**任務要求:**
**1)** 根據下方的RoboTracer摘要,TraceSpatial數據集包含多少問答對?
**2)** 用兩句話概括下方的RoboTracer摘要。

RoboTracer:機器人視覺語言模型中基於推理的空間軌跡掌控技術
RoboTracer: Mastering Spatial Trace with Reasoning in Vision-Language Models for Robotics
December 15, 2025
作者: Enshen Zhou, Cheng Chi, Yibo Li, Jingkun An, Jiayuan Zhang, Shanyu Rong, Yi Han, Yuheng Ji, Mengzhen Liu, Pengwei Wang, Zhongyuan Wang, Lu Sheng, Shanghang Zhang
cs.AI
摘要
空間追蹤作為機器人的基礎具身互動能力,本質上具有挑戰性,因為它需要結合多步驟的度量基礎推理與複雜的空間指代及真實世界度量測量。然而,現有方法難以應對此組合式任務。為此,我們提出RoboTracer——首個通過通用空間編碼器與迴歸監督解碼器實現3D空間指代與測量的3D感知視覺語言模型,在監督微調階段增強尺度感知能力。此外,RoboTracer通過帶有度量敏感過程獎勵的強化微調,推進多步驟度量基礎推理,監督關鍵中間感知線索以精確生成空間軌跡。為支持監督微調與強化微調訓練,我們構建了TraceSpatial大規模數據集,包含3千萬問答對,涵蓋室外/室內/桌面場景,並支持多達9步的複雜推理過程。我們進一步提出TraceSpatial-Bench基準測試,填補了空間追蹤評估的空白。實驗結果表明,RoboTracer在空間理解、測量與指代方面均超越基線模型,平均成功率達79.1%,並在TraceSpatial-Bench上以顯著優勢實現尖端性能,準確率較Gemini-2.5-Pro高出36%。值得注意的是,RoboTracer可與多種控制策略集成,在雜亂的真實場景中為不同機器人(UR5、G1人形機器人)執行長時程動態任務。

**記錄資料:**
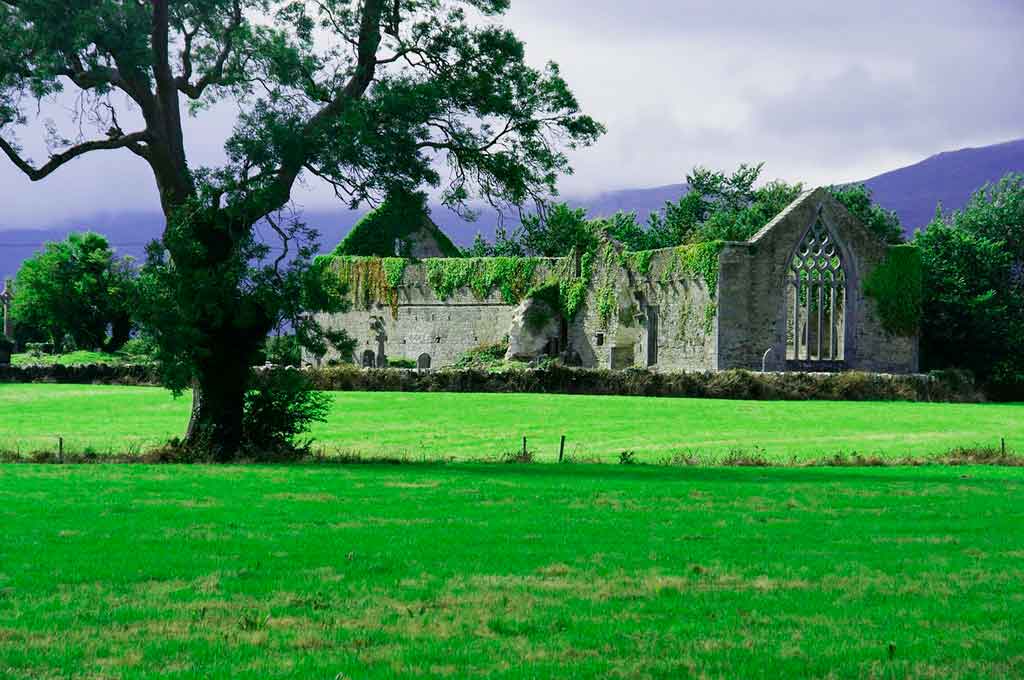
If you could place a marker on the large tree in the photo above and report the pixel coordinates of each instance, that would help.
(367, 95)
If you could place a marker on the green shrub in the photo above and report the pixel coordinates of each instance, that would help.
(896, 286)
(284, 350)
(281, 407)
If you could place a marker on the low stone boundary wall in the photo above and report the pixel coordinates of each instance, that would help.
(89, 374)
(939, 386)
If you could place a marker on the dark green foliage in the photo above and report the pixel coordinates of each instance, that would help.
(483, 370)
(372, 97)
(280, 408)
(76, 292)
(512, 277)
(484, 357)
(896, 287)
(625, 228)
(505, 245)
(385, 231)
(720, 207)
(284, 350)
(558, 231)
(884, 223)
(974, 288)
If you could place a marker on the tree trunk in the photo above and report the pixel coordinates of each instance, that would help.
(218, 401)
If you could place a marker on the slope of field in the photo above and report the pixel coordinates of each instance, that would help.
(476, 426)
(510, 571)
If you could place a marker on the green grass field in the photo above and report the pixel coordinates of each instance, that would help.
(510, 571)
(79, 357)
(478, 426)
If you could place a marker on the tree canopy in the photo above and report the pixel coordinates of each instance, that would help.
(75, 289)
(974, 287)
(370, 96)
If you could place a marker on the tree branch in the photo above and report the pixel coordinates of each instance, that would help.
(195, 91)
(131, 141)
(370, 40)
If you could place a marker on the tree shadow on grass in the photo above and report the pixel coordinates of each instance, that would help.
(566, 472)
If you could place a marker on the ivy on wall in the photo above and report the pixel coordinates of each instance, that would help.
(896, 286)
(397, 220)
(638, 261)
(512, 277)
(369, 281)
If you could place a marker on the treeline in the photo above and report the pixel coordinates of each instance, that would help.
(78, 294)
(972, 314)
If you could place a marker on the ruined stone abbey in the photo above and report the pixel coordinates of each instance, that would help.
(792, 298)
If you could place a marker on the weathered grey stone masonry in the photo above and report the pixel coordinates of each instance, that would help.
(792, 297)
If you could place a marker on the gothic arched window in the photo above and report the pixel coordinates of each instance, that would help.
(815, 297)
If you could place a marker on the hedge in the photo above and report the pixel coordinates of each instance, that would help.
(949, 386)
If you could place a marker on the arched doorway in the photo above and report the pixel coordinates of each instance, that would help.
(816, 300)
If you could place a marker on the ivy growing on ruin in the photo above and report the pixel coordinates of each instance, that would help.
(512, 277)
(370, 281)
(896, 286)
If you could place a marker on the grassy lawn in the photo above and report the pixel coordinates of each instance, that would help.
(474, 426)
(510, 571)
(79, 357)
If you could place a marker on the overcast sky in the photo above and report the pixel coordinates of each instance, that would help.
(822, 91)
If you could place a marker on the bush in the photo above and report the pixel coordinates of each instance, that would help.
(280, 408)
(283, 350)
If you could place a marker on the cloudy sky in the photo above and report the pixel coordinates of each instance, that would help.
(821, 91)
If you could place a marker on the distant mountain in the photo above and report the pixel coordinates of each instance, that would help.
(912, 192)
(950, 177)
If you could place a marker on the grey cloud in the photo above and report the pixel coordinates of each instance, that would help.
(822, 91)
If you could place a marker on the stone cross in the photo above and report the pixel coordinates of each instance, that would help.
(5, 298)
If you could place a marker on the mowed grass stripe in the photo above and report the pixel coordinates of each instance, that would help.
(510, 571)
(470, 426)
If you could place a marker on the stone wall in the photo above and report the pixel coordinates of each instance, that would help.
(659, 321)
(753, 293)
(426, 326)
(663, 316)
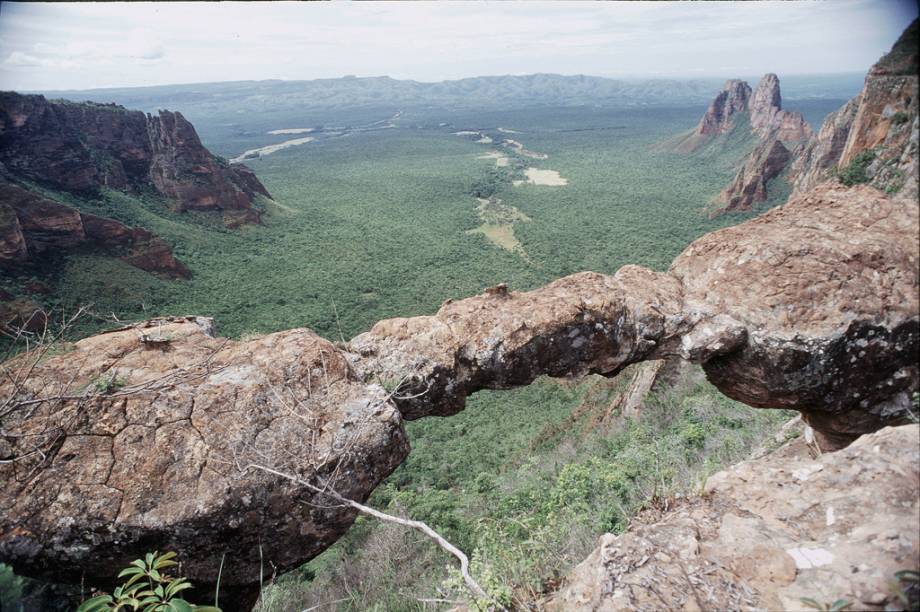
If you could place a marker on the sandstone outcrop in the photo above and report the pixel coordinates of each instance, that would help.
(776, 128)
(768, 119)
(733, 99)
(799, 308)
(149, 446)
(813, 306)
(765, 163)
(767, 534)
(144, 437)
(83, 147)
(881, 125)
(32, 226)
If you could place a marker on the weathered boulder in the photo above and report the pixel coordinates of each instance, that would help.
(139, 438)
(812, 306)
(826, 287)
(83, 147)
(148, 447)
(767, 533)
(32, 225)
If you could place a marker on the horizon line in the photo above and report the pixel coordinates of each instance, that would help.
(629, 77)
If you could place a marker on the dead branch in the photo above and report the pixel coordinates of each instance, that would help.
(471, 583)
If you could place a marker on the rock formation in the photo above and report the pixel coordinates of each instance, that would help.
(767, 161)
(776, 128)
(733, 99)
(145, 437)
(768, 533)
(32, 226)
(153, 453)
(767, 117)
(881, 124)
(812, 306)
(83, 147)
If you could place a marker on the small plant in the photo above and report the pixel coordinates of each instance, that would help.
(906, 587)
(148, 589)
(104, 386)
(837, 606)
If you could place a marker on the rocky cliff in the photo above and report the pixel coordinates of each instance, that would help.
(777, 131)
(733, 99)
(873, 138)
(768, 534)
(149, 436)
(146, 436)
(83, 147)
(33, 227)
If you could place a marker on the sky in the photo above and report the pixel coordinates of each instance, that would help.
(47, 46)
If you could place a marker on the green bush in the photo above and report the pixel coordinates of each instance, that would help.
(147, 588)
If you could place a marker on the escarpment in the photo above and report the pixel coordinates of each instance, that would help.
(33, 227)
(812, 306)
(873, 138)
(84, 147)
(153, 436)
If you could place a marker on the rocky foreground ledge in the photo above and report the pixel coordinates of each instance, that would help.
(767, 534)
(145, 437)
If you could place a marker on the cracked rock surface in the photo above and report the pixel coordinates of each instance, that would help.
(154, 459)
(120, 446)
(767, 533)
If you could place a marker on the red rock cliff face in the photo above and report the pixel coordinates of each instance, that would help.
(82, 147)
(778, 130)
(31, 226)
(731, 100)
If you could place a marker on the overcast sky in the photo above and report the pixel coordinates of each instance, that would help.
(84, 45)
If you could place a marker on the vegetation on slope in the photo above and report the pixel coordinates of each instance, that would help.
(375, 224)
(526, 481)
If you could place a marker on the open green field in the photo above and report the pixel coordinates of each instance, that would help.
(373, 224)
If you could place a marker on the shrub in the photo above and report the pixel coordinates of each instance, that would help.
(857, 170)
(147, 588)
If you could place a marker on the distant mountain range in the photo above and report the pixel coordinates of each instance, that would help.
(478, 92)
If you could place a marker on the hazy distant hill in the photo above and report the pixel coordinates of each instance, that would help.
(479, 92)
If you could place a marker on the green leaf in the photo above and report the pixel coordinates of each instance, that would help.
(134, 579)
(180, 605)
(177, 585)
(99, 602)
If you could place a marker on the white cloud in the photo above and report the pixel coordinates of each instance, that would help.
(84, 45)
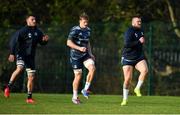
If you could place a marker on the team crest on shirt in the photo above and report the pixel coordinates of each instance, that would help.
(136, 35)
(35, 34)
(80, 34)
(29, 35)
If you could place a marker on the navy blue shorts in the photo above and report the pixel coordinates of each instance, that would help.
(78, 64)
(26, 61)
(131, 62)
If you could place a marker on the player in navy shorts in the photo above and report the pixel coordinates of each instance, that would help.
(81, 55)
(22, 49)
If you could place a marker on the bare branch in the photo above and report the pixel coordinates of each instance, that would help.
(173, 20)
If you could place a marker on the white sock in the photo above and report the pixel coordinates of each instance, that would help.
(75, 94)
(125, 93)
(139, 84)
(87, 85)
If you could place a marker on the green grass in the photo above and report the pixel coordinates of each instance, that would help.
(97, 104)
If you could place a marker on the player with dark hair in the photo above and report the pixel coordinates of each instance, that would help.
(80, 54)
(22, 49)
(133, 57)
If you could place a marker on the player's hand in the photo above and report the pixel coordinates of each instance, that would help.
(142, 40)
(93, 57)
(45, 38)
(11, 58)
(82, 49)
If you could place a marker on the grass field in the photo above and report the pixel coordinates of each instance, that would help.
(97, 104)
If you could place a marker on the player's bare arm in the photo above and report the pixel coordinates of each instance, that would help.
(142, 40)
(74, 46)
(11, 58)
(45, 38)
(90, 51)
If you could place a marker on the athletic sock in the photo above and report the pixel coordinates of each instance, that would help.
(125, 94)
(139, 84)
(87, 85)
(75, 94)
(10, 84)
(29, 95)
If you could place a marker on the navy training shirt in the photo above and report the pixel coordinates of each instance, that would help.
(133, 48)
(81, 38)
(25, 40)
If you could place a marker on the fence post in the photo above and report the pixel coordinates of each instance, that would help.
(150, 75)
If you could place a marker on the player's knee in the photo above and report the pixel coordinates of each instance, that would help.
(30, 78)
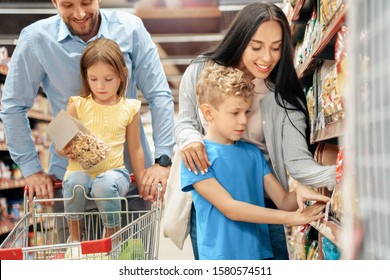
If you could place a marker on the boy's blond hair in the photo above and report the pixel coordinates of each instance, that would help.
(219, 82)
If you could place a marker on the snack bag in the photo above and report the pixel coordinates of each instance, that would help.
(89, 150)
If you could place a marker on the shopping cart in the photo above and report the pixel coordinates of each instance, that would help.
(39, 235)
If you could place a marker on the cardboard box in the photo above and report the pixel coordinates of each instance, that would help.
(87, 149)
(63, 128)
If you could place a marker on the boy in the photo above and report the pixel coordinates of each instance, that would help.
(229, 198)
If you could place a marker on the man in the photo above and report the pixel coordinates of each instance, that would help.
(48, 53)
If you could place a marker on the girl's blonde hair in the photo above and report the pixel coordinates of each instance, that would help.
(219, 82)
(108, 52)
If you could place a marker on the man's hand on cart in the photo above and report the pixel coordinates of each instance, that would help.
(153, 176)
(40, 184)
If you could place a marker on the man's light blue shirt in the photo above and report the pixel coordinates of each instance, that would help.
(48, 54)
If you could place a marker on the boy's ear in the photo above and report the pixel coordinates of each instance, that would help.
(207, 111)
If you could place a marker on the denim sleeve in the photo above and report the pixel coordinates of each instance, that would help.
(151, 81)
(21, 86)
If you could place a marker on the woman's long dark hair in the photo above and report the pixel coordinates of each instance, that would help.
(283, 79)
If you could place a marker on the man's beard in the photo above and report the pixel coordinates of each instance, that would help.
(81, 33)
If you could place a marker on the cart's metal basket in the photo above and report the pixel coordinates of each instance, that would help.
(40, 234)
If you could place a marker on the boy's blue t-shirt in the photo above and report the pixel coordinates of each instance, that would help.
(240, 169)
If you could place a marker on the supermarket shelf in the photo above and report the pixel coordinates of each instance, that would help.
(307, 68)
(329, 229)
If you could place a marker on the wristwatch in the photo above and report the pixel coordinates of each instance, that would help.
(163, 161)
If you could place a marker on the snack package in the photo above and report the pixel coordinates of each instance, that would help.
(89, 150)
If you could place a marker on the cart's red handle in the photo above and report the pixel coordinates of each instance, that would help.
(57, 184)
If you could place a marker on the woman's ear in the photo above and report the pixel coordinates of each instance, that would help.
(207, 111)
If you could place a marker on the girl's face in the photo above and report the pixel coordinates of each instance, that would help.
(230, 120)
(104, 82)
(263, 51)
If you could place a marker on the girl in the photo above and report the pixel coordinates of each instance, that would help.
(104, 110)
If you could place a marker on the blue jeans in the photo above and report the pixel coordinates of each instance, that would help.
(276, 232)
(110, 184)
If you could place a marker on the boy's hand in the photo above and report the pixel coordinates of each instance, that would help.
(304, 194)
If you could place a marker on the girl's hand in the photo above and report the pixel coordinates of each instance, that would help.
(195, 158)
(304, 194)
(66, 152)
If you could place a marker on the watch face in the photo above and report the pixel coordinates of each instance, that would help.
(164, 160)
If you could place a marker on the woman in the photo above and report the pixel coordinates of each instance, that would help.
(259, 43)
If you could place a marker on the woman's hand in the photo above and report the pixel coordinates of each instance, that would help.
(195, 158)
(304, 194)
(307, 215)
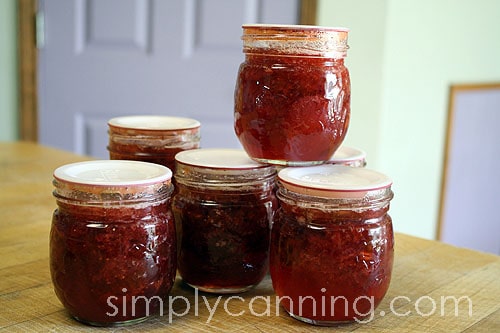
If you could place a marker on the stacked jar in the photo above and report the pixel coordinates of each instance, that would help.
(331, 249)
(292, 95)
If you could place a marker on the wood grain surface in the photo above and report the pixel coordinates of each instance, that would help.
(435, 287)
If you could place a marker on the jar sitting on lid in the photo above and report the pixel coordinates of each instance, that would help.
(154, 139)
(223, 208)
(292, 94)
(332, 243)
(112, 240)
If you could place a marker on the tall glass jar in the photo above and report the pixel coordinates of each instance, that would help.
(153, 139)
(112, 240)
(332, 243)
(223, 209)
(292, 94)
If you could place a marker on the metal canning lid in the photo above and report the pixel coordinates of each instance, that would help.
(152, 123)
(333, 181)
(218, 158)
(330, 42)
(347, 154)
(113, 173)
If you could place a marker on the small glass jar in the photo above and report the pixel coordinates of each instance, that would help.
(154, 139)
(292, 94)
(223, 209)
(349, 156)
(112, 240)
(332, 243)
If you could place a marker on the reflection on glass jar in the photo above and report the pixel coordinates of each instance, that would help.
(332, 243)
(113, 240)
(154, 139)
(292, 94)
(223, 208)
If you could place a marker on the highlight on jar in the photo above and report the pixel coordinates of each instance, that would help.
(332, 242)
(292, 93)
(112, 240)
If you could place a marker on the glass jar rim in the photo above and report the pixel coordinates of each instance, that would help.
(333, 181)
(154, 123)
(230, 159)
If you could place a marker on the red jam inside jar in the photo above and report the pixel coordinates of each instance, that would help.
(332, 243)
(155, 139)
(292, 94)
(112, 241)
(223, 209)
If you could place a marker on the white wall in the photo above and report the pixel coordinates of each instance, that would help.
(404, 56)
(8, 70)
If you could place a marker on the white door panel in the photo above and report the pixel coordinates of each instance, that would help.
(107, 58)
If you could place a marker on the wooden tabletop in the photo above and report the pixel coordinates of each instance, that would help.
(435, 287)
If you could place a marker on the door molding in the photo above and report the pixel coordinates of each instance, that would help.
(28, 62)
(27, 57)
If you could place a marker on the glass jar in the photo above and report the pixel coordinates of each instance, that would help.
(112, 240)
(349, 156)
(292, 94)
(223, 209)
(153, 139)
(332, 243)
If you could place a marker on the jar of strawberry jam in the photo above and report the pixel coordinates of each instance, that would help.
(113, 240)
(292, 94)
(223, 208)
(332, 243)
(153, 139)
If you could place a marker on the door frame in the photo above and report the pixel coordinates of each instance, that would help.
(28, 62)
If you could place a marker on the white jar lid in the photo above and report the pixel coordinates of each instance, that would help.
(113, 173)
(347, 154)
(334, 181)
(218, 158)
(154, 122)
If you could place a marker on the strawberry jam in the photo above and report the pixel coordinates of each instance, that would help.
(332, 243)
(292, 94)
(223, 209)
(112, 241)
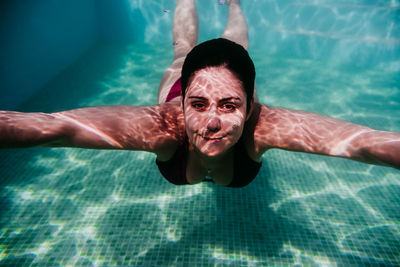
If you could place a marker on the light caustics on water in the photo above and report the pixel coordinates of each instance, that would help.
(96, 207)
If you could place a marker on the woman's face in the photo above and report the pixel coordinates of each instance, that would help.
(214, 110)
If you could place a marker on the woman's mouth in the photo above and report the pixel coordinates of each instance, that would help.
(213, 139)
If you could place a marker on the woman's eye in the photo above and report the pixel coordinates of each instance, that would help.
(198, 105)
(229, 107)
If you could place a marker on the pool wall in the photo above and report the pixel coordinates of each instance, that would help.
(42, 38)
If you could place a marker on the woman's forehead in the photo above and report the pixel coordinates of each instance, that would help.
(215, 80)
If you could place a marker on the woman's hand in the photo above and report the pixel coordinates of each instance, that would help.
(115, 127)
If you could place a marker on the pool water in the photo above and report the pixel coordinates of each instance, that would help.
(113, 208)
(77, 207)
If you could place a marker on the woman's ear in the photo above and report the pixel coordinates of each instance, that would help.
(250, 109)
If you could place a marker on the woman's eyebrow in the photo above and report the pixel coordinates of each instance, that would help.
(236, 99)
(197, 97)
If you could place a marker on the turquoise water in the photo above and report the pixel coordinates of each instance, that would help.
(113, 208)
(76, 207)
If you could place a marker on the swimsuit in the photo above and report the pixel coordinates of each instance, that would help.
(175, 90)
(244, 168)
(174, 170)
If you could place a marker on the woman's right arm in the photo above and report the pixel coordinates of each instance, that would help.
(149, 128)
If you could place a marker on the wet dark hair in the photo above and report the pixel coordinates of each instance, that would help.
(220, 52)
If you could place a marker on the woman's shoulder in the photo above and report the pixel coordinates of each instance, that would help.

**逐題解答:**
**1)** 3千萬問答對。

**2)** RoboTracer是一個3D感知視覺語言模型,以通用空間編碼器與迴歸監督解碼器實現3D空間指代與測量,並透過帶有度量敏感過程獎勵的強化微調推進多步驟度量基礎推理。研究者為此構建了含3千萬問答對的TraceSpatial數據集與TraceSpatial-Bench基準測試;實驗中RoboTracer平均成功率達79.1%,在該基準上準確率較Gemini-2.5-Pro高出36%。